> ОТРЫВОК СО СТРАНИЦЫ
↓↓↓

Так отражены у Шевчука общие тенденции российского рока. А вот и петербургская специфика – "мемуарное мышление", которое свойственно ему, пожалуй, не меньше, чем коренному жителю города на Неве Б. Гребенщикову:

 

Черный пес Петербург, ночь стоит у причала.

Скоро в путь. Я не в силах судьбу отыграть.

В этой темной воде отраженье начала

Вижу я и, как он, не хочу умирать.

 

Здесь необходимо сделать небольшое отступление. Родившись в конце шестидесятых, русский рок какое-то время был адекватен своему слушателю – неизменно молодежной аудитории. Рок-музыканты между тем постепенно взрослели, но, как правило, продолжали работать в избранном жанре, – уровень произведений лучших из них стал опережать уровень подготовленности все той же молодежной аудитории. Трудно сказать, многие ли слушатели Шевчука услышали в приведенных выше строчках и Мандельштама. Так же трудно предполагать, что адекватно воспринимается вступление к песне "Новые блокадники" – с музыкальными реминисценциями из Шостаковича, очень много значащими в этой композиции. И Шевчук здесь не одинок...

↑↑↑

> ЗАДАНИЯ К УПРАЖНЕНИЮ
1 - Объясните по отрывку о русском роке, почему трудно сказать, многие ли слушатели Шевчука узнали в приведенных строчках Мандельштама. Уложитесь в одно-три предложения.
2 - Перечислите всех людей, которых называет отрывок о русском роке.
3 - Процитируйте из отрывка о русском роке всё начиная со слов "Так отражены у" и вплоть до слов "силах судьбу отыграть.".

> СПИСОК
↓↓↓

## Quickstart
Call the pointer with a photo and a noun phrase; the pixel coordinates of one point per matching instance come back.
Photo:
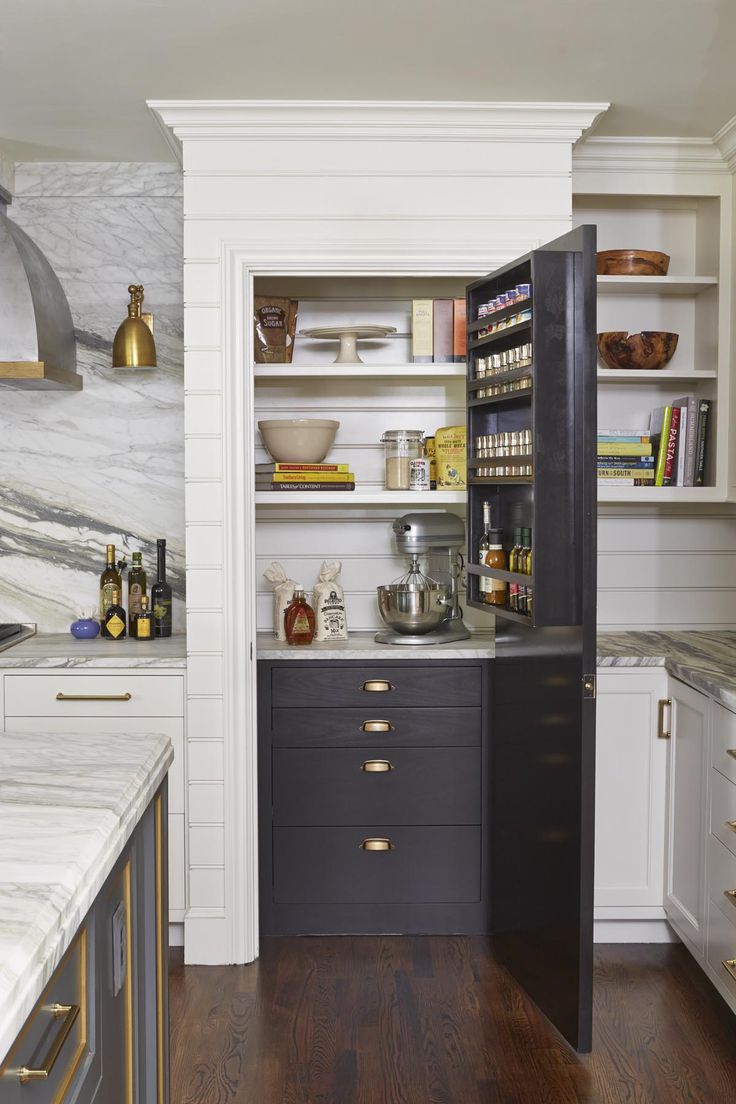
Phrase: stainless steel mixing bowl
(413, 609)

↑↑↑

> ОТВЕТЫ К ЗАДАНИЯМ
1 - Рок-музыканты со временем взрослели и продолжали работать в том же жанре. Поэтому уровень произведений лучших из них стал опережать подготовленность их неизменно молодежной аудитории.

2 - Шевчук, Б. Гребенщиков, Мандельштам, Шостакович.

3 -
Так отражены у Шевчука общие тенденции российского рока. А вот и петербургская специфика – "мемуарное мышление", которое свойственно ему, пожалуй, не меньше, чем коренному жителю города на Неве Б. Гребенщикову:

 

Черный пес Петербург, ночь стоит у причала.

Скоро в путь. Я не в силах судьбу отыграть.